§ **Text for analysis**
-- Opening Marker --

Meabh Owens, who owns a dental practice in the city, said the current system was failing patients in terms of wait times.
“My next available appointment slot is not until September to carry out treatment,” she said.
The dental practice owner said this was something affecting dentists right across the board in the north west.
“Things have gotten worse and the needs of people have increased,” the dentist told BBC Radio Foyle.
The Department of Health (DoH) said it was developing a dedicated scheme to improve access to dental care for unregistered patients.
Dr Owens said waiting times for patients – both NHS and private- were running into months and the time had come for the department to intervene.
“You may need three or four appointments and you have months in between each, and these appointments are longer because patients are requiring more care,” Dr Owens said.
“In an appointment slot for treatment, you might’ve historically been able to do four or five check-ups but those are the kind of check-ups we’re unable to get to now because we are now so bogged down.”

-- Closing Marker --

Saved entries
-- Opening Marker --

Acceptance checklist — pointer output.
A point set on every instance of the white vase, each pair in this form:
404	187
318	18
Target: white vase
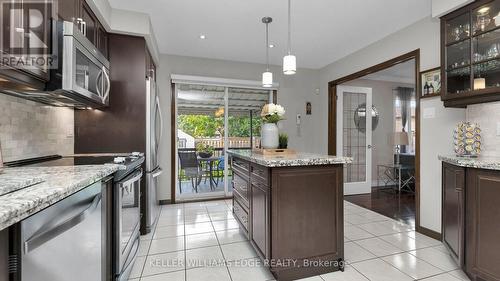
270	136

-- Closing Marker --
-- Opening Marker --

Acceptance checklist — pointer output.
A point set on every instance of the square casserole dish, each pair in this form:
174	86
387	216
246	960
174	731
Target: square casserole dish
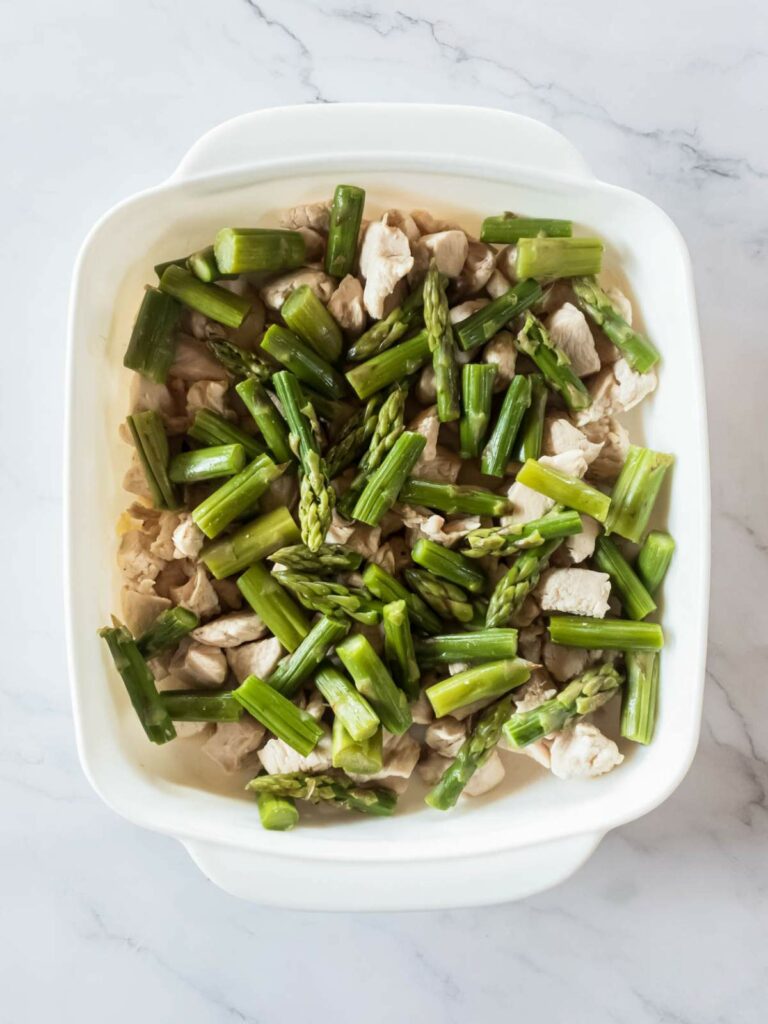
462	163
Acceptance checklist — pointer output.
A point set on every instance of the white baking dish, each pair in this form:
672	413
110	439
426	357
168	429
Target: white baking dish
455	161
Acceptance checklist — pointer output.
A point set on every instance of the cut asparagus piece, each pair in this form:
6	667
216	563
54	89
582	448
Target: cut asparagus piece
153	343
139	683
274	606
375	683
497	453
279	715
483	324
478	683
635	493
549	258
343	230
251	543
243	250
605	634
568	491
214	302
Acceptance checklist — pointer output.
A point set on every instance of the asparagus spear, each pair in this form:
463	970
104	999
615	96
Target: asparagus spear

-- Closing Marker --

§ **Complete the following**
• a. In the article on dental waiting times, which month is Meabh Owens's next available appointment for treatment?
• b. Please restate the paragraph beginning "Dr Owens said waiting times" from the article on dental waiting times in one shorter sentence, keeping its main facts.
• c. Copy word for word the passage of the article on dental waiting times that starts at "Meabh Owens, who" and ends at "the north west.".

§ **Solutions to the tasks**
• a. September

• b. Dr Owens said waiting times for both NHS and private patients had stretched to months and the department now needed to intervene.

• c.
Meabh Owens, who owns a dental practice in the city, said the current system was failing patients in terms of wait times.
“My next available appointment slot is not until September to carry out treatment,” she said.
The dental practice owner said this was something affecting dentists right across the board in the north west.